Exercise => Repeat the lines below exactly, starting at the line that contains "Scan for jersey collar." and ending after the line that contains "[197, 47, 213, 70]". Leave the pictures out of your answer.

Exercise material =>

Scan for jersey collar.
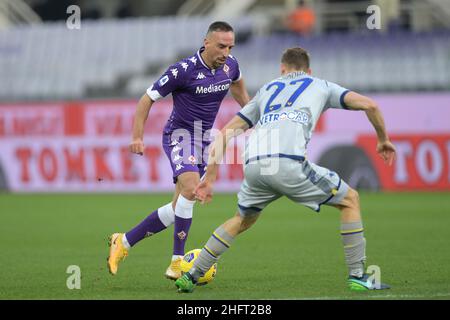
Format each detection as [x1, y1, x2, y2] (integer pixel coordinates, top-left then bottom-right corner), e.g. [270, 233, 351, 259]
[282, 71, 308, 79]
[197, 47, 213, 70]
...
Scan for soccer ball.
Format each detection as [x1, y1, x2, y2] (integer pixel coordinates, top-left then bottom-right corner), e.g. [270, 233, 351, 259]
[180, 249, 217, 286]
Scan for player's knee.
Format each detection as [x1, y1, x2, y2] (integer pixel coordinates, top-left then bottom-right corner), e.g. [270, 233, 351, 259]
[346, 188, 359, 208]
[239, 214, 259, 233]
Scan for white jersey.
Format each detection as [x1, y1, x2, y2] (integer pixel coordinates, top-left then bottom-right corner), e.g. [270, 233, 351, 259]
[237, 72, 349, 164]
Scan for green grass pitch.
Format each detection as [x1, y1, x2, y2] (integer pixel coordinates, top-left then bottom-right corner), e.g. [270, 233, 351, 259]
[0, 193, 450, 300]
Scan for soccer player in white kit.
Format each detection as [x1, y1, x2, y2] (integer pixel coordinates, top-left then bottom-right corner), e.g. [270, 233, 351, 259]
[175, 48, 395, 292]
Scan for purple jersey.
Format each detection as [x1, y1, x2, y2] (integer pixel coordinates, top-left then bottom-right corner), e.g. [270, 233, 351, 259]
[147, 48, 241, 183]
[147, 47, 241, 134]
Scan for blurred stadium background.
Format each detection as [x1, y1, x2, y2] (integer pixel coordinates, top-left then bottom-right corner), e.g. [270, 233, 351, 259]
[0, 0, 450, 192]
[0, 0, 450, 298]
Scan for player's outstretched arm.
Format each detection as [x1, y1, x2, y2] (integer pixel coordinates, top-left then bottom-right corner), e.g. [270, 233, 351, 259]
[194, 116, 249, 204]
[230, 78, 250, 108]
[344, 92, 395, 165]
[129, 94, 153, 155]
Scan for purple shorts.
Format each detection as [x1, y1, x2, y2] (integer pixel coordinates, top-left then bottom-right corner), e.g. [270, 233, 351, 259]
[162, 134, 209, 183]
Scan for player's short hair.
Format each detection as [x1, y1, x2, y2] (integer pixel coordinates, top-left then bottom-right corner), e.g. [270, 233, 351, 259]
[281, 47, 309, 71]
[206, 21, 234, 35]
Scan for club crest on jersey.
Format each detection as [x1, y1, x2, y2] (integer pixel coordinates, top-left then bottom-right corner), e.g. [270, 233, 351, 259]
* * *
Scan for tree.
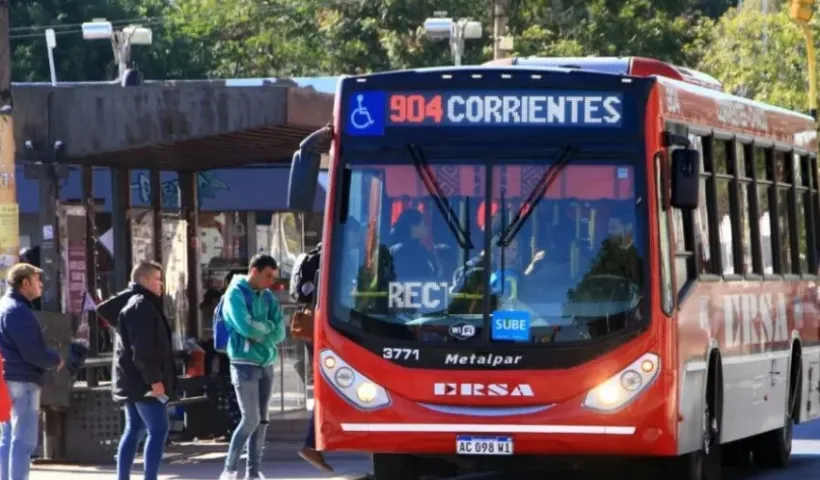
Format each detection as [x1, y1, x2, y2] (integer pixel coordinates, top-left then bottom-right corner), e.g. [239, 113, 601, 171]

Answer to this exercise =>
Scan for jersey collar.
Format each detection as [x1, y1, x2, y2] (integer pixel coordinates, top-left then bottom-right corner), e.g. [270, 233, 351, 259]
[282, 71, 308, 79]
[197, 47, 213, 70]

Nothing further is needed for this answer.